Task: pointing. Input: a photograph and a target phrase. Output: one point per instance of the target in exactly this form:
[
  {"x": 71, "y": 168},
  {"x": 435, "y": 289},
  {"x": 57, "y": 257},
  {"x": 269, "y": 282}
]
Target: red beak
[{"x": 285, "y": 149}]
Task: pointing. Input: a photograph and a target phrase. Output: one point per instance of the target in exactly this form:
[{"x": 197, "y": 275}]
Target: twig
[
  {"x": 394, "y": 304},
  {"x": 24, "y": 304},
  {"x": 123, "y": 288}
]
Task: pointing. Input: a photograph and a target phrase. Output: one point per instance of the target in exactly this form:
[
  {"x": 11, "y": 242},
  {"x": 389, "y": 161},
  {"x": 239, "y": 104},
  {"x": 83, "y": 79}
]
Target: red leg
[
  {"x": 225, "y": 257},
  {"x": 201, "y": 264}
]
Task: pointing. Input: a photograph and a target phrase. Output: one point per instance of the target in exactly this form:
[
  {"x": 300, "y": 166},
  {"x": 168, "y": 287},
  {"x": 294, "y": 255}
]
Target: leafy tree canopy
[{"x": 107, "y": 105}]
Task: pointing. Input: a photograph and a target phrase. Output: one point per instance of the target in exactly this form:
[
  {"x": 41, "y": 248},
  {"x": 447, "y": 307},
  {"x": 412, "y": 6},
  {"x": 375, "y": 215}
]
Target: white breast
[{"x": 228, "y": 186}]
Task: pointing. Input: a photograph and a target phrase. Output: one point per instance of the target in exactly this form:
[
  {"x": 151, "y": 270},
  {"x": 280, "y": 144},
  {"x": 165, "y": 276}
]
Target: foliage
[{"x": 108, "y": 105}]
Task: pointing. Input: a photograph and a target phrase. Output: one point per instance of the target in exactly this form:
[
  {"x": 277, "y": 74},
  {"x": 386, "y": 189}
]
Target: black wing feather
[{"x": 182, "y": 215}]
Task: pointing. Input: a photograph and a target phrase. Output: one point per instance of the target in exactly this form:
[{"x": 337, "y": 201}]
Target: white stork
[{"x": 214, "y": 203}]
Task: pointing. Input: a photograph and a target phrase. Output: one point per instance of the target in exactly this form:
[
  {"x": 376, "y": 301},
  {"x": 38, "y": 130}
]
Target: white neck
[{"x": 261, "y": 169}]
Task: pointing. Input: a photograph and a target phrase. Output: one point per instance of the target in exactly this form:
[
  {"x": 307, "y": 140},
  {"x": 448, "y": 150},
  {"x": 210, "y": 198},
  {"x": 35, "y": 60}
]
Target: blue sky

AIM OF THE TASK – How many lines in the rows above contain the word "white", matching case exactly? Reply with the number only.

FINISHED ANSWER – 3